(begin)

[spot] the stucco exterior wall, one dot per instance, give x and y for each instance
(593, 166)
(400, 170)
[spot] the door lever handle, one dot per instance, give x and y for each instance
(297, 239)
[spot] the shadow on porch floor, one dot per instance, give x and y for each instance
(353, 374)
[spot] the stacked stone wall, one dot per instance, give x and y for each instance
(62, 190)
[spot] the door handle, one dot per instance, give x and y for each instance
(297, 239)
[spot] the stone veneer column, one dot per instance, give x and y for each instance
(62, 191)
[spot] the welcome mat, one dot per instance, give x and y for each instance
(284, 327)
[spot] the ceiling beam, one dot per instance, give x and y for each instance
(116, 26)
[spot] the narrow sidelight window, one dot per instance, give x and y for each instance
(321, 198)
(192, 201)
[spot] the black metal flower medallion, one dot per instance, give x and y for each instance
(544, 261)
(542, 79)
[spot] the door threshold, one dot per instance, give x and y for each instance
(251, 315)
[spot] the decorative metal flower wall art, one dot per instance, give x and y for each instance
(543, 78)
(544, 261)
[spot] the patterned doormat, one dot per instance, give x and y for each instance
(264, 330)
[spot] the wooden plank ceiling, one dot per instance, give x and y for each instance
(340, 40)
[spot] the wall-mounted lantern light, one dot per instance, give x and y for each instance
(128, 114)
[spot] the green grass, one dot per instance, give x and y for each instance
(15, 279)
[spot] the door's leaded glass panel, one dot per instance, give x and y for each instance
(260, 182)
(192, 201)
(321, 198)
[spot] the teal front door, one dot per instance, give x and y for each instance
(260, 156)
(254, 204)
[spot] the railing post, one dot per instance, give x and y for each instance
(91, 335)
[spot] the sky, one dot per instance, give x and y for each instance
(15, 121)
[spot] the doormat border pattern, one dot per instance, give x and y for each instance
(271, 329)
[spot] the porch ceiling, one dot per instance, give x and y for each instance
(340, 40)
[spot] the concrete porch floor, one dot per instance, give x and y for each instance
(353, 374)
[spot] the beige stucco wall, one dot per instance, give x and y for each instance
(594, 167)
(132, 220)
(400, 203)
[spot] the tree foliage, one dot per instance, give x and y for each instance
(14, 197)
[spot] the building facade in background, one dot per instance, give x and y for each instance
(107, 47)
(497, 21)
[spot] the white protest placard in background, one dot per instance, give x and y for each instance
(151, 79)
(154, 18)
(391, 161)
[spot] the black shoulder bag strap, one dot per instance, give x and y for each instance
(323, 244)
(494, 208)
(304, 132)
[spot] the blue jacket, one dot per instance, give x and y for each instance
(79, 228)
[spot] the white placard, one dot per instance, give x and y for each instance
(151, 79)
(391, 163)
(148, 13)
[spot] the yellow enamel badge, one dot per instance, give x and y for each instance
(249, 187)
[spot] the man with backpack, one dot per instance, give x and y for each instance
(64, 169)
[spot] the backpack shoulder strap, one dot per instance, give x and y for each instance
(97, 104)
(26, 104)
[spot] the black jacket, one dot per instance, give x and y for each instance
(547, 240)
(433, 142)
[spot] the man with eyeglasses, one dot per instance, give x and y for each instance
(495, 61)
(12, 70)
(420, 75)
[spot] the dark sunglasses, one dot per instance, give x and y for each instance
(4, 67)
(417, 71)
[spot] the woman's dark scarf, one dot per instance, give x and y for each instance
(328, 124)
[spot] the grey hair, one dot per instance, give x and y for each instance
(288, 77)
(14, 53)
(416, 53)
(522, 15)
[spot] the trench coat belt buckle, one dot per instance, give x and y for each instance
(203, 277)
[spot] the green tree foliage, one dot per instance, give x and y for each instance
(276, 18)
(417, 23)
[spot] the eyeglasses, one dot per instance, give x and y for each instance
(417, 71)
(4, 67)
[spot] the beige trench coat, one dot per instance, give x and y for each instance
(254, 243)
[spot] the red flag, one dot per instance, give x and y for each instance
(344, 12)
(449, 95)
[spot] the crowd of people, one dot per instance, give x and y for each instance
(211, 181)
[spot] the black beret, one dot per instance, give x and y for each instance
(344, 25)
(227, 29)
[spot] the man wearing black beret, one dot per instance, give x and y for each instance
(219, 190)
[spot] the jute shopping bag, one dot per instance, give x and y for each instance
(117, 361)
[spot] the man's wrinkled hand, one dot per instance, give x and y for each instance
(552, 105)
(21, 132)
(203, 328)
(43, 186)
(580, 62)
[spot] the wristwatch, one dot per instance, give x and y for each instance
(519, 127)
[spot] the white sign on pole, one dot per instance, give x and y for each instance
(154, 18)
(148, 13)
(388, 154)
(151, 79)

(end)
(begin)

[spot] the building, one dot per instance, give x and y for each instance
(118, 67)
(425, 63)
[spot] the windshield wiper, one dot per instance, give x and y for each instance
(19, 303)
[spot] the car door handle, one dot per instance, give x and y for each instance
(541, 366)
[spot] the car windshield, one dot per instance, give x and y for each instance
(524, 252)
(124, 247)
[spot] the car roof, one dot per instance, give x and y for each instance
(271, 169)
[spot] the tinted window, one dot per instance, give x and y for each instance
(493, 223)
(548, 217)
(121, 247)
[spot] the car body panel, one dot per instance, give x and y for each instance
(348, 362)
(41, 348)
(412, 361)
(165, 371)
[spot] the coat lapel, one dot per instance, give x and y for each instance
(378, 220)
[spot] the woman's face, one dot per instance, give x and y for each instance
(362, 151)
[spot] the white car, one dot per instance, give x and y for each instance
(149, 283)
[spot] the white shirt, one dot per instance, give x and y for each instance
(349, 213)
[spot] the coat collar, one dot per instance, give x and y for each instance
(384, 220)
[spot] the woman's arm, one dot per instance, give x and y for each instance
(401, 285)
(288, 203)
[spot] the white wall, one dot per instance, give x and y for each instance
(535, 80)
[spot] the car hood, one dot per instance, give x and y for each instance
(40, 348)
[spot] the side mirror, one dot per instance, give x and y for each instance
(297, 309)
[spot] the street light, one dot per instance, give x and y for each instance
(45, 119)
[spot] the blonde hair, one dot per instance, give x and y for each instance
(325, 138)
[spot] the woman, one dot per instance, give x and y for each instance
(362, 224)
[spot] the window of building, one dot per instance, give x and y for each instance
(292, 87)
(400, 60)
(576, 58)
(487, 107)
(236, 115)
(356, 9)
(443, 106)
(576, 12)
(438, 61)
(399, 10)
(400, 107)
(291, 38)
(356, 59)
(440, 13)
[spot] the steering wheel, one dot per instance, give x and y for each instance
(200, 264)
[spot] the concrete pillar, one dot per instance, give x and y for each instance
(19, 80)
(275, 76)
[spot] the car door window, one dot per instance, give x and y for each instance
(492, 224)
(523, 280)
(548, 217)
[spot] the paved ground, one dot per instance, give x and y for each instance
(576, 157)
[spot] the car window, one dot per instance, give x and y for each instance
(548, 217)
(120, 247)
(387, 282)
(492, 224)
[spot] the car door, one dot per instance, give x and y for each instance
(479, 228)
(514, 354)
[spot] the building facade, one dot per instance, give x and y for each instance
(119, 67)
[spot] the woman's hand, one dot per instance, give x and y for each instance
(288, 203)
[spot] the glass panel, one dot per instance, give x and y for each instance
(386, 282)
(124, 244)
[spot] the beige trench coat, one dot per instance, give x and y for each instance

(end)

◆ INSTRUCTION
From the data above, extract every line that contains the word "stone".

◆ ANSWER TO THE EXERCISE
[spot] the stacked stone wall, one dot per instance, give x and y for each instance
[spot] the stone veneer column, one dot per instance, give x and y for each instance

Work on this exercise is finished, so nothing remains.